October 20, 2015 | David F. Coppedge

Rapid, Plentiful Gold Possible

Geologists have up-estimated the process of gold ore transportation from deep underground to surface by a factor of ten to a hundred.

French geologists and mineralogists have reason to believe gold is much more plentiful on Earth than expected. Their paper in PNAS shares the news that trisulfur ion S3 is very stable at high temperatures and pressures, and has the ability to form “very stable and soluble complexes” with gold ions in solution, transporting them rapidly to the surface.

These species enable extraction, transport, and focused precipitation of gold by sulfur-rich fluids 10–100 times more efficiently than sulfide and chloride only. As a result, S3 exerts an important control on the source, concentration, and distribution of gold in its major economic deposits from magmatic, hydrothermal, and metamorphic settings. The growth and decay of S3− during the fluid generation and evolution is one of the key factors that determine the fate of gold in the lithosphere.

Other geologists have assumed that only hydrogen sulfide and chloride ions are capable of forming complexes with aurous gold ions. They haven’t considered the role of trisulfide ion significant because it breaks down rapidly when it cools, and up till now, experiments to test its solubility with gold at such high temperatures and pressures were unavailable. This team believes that the presence of this ion is highly likely to be plentiful in typical magmatic and metamorphic environments from as far down as 10 km, where high pressure, high-temperature conditions exist. Then it could be transported by hydrothermal springs and magmas in large quantities to the upper crust and surface of the Earth.

Amazing FactsThe existence of gold–trisulfur ion species with large capacities to extract, transfer, and precipitate gold reduces these requirements and shortens by up to 10–100 times the duration needed to form a given deposit from a much smaller magma or rock source. Consequently, the choice of possible locations where new deposits may be found is significantly extended, both in time and space, thus offering more potential for exploration. The finding of sulfur radicals concentrating gold at depth suggests that huge, so far unknown deposits still await discovery. This conclusion agrees with recent estimations of economic gold resources to a depth of only 3 km of Earth’s continental crust, which are ∼40 times larger than gold reserves in currently known deposits.

Rows.

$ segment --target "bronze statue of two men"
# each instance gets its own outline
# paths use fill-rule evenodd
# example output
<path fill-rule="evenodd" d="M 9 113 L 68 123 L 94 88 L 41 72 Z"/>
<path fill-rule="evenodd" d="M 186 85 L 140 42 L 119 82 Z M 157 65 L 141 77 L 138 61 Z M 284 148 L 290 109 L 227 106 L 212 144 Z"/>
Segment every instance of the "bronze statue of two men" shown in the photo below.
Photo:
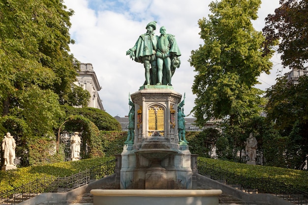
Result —
<path fill-rule="evenodd" d="M 145 85 L 172 86 L 171 78 L 181 64 L 181 52 L 174 35 L 166 33 L 164 27 L 160 28 L 160 35 L 154 34 L 156 23 L 152 21 L 148 24 L 147 32 L 139 36 L 135 46 L 126 54 L 144 65 Z"/>

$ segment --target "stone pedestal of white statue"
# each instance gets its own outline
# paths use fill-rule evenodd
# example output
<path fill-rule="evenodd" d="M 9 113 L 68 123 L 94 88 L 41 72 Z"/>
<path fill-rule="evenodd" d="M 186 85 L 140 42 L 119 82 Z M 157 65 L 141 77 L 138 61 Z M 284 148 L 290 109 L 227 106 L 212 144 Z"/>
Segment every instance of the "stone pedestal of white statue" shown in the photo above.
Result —
<path fill-rule="evenodd" d="M 1 168 L 1 170 L 6 171 L 6 170 L 14 170 L 17 169 L 16 166 L 13 165 L 4 165 Z"/>
<path fill-rule="evenodd" d="M 191 153 L 178 135 L 182 95 L 168 86 L 145 86 L 131 97 L 134 139 L 122 153 L 121 188 L 191 189 Z"/>

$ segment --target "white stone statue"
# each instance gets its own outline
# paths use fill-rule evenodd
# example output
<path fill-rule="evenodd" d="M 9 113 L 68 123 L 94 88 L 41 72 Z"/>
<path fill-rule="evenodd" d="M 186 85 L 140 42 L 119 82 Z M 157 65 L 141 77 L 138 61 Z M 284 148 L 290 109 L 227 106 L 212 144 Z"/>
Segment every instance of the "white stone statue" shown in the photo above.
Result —
<path fill-rule="evenodd" d="M 6 135 L 3 138 L 2 141 L 2 151 L 3 153 L 3 158 L 4 159 L 4 165 L 16 165 L 14 163 L 15 159 L 15 148 L 16 147 L 16 143 L 15 139 L 11 136 L 11 133 L 7 132 Z"/>
<path fill-rule="evenodd" d="M 74 135 L 70 138 L 71 158 L 72 161 L 79 160 L 80 157 L 80 145 L 81 139 L 78 132 L 74 132 Z"/>
<path fill-rule="evenodd" d="M 248 152 L 249 162 L 255 162 L 257 157 L 257 145 L 258 142 L 252 133 L 249 135 L 249 137 L 246 139 L 246 142 L 244 143 L 246 146 L 246 150 Z"/>

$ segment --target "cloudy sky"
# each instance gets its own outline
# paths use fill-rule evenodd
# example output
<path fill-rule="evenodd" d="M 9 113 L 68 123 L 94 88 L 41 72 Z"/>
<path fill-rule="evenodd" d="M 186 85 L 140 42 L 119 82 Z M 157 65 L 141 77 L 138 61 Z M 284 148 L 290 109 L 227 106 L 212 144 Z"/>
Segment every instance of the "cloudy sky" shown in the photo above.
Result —
<path fill-rule="evenodd" d="M 259 18 L 253 22 L 261 30 L 264 19 L 279 7 L 279 0 L 262 0 Z M 174 90 L 185 93 L 185 112 L 189 114 L 195 96 L 191 87 L 196 73 L 188 61 L 192 50 L 203 43 L 198 33 L 198 20 L 208 17 L 210 0 L 64 0 L 75 11 L 71 18 L 70 33 L 76 43 L 71 52 L 83 63 L 92 64 L 102 88 L 99 92 L 106 111 L 113 117 L 123 117 L 129 112 L 128 95 L 138 90 L 145 81 L 144 68 L 125 55 L 146 26 L 156 21 L 155 33 L 164 26 L 167 33 L 175 35 L 182 53 L 181 67 L 172 78 Z M 272 59 L 271 75 L 262 74 L 256 87 L 266 90 L 275 84 L 283 69 L 279 58 Z M 190 116 L 190 117 L 192 117 Z"/>

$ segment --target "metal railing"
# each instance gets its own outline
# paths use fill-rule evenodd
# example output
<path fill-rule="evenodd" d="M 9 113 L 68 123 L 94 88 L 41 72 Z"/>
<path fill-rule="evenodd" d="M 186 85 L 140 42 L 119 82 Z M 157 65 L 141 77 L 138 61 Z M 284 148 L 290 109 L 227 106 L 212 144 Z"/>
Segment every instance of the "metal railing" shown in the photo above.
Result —
<path fill-rule="evenodd" d="M 46 176 L 0 193 L 0 204 L 15 205 L 44 192 L 65 192 L 114 173 L 114 159 L 69 176 Z"/>
<path fill-rule="evenodd" d="M 200 175 L 222 180 L 226 184 L 247 193 L 272 194 L 296 205 L 308 205 L 308 193 L 270 178 L 246 177 L 198 161 Z"/>

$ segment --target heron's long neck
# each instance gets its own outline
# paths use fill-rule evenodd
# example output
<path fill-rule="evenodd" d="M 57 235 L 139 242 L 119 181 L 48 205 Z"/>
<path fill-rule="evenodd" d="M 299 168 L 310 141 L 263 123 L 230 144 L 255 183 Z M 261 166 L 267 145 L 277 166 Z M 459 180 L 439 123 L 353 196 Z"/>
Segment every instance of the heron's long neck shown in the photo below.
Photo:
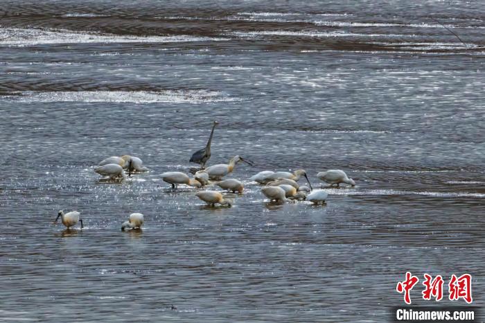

Written task A. In the gold transport article, how deep could the trisulfur ion be plentiful in typical magmatic and metamorphic environments?
Written task B. Render this sentence from the gold transport article in Spanish: "French geologists and mineralogists have reason to believe gold is much more plentiful on Earth than expected."
Written task C. Carry on the gold transport article from its final sentence.

Result A. As far down as 10 km.

Result B. Los geólogos y mineralogistas franceses tienen motivos para creer que el oro es mucho más abundante en la Tierra de lo que se esperaba.

Result C.
Make you want to go prospecting? Don’t put too much on the market at once, or you will drive the price down.

It’s really quite incredible how many elements and minerals of value and usefulness (and beauty) to humans are transported to the surface from deep within the Earth by curious convocations of independent geochemical processes. The authors describe gold “mobilization” by concentration and precipitation. To make this work, there have to be ions that can bind to gold. Then, the temperatures and pressures have to be right. But if it sits 10 km down, nobody can reach it. Along come hydrothermal vents and magmas to transport it to the cooler surface, where it precipitates out into gold ore where it can be mined or found in streams.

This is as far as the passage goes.